* [Required action]
Your response should be the lines from the one holding "For each instance of the tree" to the last line of the data below, copied exactly and with no additions.

Task input: Begin

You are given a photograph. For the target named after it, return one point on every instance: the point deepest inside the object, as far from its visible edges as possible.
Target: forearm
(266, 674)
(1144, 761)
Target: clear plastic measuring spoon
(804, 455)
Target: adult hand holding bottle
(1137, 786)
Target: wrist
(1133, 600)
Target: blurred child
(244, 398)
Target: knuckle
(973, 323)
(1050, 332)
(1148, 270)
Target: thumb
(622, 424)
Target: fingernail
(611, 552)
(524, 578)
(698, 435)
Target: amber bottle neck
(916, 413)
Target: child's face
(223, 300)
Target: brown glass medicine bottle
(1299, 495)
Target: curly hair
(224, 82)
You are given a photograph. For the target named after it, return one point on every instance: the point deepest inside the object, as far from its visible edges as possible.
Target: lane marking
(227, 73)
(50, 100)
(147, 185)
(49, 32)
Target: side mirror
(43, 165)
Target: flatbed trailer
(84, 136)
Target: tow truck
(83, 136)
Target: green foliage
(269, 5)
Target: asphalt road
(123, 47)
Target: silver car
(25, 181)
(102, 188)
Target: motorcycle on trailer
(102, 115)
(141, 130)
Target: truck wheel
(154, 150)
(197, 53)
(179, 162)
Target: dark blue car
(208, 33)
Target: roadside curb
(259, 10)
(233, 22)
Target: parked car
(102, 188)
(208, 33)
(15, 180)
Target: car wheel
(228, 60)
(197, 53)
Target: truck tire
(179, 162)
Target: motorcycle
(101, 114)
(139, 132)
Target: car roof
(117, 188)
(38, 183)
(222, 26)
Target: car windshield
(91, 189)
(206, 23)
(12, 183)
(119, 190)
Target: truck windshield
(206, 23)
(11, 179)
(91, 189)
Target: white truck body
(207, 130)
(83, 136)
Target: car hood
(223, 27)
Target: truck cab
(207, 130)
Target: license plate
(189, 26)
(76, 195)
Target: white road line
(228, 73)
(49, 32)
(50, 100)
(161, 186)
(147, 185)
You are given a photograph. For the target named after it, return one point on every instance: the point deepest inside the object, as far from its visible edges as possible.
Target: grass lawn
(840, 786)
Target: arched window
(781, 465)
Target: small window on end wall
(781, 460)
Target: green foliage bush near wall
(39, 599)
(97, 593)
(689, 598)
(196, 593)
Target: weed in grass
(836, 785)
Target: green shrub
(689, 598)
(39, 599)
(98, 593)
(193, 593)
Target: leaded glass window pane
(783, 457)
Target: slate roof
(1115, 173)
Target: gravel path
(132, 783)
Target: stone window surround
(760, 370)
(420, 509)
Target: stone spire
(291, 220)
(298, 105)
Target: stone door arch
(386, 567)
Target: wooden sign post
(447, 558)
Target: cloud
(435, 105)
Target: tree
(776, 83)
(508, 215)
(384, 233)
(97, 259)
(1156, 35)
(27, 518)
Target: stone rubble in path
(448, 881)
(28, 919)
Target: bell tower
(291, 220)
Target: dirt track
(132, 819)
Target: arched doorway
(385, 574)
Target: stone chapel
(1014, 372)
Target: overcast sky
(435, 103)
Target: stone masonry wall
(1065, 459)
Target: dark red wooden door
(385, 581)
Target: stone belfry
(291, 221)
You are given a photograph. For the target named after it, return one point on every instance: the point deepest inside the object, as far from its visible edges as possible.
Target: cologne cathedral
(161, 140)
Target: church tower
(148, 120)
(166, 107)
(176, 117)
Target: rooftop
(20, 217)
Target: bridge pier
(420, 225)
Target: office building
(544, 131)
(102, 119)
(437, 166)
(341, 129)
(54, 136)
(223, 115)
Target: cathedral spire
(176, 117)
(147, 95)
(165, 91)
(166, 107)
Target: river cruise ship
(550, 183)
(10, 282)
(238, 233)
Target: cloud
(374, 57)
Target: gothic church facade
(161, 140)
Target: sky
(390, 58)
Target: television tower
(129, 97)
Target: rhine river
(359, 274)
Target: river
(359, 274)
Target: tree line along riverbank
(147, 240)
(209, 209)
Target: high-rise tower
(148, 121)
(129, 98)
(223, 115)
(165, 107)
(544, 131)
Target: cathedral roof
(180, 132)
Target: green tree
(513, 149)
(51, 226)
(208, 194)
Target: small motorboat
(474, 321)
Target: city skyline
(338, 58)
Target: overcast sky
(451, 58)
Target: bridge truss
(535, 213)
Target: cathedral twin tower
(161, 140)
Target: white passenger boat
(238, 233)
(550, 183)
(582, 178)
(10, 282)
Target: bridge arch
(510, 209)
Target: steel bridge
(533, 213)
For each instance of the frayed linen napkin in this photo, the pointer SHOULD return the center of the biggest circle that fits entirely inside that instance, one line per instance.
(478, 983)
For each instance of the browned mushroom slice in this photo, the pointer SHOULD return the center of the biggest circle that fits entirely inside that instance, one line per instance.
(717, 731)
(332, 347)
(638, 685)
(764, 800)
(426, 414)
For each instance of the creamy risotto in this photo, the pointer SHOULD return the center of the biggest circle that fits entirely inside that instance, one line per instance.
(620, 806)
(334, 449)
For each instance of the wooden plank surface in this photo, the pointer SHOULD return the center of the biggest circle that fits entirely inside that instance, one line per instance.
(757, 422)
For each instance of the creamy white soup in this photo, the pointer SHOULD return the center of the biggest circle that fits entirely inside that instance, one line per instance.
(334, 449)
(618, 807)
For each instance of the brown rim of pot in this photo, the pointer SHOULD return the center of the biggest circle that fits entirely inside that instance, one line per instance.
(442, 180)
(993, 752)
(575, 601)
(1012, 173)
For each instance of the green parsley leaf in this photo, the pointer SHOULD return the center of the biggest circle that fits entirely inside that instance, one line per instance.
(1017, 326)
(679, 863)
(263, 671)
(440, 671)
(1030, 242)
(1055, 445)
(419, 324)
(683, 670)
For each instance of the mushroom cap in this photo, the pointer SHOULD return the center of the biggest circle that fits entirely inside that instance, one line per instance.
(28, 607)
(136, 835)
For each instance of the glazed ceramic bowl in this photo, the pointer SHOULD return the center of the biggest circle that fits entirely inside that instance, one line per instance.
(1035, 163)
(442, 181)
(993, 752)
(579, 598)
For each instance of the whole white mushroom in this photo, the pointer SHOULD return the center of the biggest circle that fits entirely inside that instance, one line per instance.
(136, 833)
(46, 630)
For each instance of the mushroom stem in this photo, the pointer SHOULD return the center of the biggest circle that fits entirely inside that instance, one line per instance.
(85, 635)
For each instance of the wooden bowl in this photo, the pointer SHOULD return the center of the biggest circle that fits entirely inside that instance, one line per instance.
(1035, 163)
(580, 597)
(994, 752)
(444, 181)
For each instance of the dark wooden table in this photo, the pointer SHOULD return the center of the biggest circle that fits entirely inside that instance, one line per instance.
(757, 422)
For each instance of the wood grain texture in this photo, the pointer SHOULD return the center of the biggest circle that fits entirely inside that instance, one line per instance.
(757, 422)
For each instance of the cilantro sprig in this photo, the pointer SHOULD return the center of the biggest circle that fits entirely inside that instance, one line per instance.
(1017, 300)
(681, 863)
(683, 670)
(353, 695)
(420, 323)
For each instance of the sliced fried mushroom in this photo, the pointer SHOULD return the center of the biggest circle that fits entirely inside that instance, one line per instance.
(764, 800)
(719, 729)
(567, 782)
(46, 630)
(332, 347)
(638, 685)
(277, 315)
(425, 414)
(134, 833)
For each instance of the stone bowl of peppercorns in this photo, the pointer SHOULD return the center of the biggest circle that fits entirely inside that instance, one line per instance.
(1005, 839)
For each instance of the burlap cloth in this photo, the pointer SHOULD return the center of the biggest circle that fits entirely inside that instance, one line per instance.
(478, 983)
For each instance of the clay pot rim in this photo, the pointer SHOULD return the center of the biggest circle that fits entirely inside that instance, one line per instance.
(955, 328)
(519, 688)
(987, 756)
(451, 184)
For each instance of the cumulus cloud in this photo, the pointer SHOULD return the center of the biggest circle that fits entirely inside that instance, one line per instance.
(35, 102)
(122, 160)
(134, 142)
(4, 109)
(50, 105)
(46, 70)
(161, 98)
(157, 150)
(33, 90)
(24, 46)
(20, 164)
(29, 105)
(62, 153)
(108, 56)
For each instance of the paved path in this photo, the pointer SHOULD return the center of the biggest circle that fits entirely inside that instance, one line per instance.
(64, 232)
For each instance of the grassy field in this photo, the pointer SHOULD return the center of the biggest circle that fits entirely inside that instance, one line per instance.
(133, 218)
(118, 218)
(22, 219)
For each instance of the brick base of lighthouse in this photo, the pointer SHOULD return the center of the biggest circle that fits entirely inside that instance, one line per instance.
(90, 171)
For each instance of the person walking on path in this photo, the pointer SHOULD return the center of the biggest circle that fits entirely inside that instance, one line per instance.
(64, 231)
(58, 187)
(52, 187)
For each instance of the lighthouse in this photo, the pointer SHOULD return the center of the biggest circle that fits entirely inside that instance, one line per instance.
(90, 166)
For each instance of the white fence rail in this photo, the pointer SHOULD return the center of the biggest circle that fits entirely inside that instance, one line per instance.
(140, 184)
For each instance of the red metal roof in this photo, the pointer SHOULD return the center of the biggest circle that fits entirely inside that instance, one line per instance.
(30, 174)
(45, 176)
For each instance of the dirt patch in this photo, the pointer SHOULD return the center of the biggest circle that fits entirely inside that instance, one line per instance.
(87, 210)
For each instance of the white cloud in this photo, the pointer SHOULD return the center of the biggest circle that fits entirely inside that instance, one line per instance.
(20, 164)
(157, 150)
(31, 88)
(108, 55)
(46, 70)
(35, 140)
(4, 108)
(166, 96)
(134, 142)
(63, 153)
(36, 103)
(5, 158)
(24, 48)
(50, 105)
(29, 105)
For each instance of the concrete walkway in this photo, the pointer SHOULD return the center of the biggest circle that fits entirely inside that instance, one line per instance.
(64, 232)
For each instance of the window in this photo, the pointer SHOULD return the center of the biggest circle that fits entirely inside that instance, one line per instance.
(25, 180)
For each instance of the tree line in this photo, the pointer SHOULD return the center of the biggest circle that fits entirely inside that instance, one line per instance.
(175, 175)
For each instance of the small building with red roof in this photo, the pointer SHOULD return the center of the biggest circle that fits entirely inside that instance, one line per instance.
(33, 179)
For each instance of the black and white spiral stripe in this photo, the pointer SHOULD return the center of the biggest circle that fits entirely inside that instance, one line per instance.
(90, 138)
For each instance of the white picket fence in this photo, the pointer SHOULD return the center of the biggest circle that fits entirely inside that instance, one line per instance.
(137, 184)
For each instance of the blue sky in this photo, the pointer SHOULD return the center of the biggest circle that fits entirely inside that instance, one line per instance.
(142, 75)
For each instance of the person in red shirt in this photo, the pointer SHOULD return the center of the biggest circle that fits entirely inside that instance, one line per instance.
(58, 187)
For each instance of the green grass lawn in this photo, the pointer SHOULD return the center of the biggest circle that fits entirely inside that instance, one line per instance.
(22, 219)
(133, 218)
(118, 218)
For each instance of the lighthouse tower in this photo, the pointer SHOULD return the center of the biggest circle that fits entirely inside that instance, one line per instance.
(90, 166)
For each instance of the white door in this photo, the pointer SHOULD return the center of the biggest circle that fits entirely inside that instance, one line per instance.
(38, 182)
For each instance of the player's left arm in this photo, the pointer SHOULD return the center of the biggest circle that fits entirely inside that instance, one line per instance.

Task input: End

* [Your response]
For each instance of the tree line in this photo, the pointer SHOULD return the center of the biggest circle that fits entirely inside that instance, one line per instance.
(175, 175)
For each instance of the small building with red roof in this photo, the pointer SHOULD return the center of the biggest circle that fits entirely inside that instance, one line per instance.
(33, 179)
For each instance of the black and white spiral stripe in this photo, the pointer SHOULD return the center of the biggest circle that fits entirely inside that instance, one line per instance.
(90, 138)
For each instance of the white picket fence in this photo, the pointer SHOULD return the center of the biggest circle that fits entirely inside that instance, one line per instance.
(137, 184)
For each instance of the blue sky in this photo, the pointer SHOULD return the center of the biggest circle that fits entirely inside that instance, one line per instance.
(142, 75)
For each instance of the person in red shirt in this photo, the pointer SHOULD return the center of the biggest circle that fits entirely inside that instance, one line per instance.
(58, 187)
For each instance of the green grass lawn in this photo, the pointer SHOULD return the center of the biggest circle that fits entirely inside that instance, one line per instance.
(22, 219)
(133, 218)
(118, 218)
For each instance of the lighthouse tower in this photo, the pointer SHOULD return the center of the biggest circle that fits entirely inside that instance, one line per instance.
(90, 166)
For each instance of the white door in this photo, the pointer SHOULD return the center of the biggest circle that fits entirely inside that instance, one line per instance.
(38, 182)
For each instance of the player's left arm in this photo, the pointer SHOULD return the center of the biggest circle that fits entirely inside that instance, one line per instance.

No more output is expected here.